Below are the entries to work from; restate word for word the portion that opens with the line containing "Target: water reflection" and closes with the line containing "shorts in this photo.", keeping both.

_Data supplied_
+ + + +

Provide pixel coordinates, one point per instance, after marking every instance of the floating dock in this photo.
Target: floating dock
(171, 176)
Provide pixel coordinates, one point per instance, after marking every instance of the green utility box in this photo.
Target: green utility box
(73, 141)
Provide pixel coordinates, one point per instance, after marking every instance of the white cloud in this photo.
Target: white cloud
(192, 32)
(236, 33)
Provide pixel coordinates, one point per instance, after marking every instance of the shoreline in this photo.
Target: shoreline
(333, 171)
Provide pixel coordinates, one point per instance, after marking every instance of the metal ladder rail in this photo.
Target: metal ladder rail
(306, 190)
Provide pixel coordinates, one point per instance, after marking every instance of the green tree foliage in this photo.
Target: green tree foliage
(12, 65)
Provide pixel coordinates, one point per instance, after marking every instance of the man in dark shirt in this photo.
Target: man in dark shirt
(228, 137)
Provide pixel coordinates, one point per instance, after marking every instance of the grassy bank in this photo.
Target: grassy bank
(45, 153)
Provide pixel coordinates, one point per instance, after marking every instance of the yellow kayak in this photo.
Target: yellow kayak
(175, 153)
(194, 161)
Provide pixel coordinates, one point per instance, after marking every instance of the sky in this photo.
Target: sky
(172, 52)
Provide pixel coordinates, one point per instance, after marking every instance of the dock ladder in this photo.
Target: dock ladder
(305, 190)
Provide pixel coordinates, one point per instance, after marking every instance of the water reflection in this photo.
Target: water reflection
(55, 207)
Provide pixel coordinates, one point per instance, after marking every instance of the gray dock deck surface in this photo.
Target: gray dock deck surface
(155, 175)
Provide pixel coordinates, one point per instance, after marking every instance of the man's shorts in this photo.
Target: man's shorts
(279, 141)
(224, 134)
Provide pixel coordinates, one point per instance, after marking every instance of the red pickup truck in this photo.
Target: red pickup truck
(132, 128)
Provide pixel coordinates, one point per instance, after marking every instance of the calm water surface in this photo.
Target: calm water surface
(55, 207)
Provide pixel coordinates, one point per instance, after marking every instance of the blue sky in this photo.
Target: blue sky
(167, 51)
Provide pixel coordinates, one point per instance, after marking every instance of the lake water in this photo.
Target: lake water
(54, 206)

+ + + +

_Task answer_
Target: water reflection
(55, 207)
Provide pixel coordinates, one point per instance, after marking every instance of the gray dock deck surface in this photo.
Target: gray dock deck surface
(155, 175)
Provide pixel coordinates, one point per instance, after marking every instance of the man's shorts in this photo.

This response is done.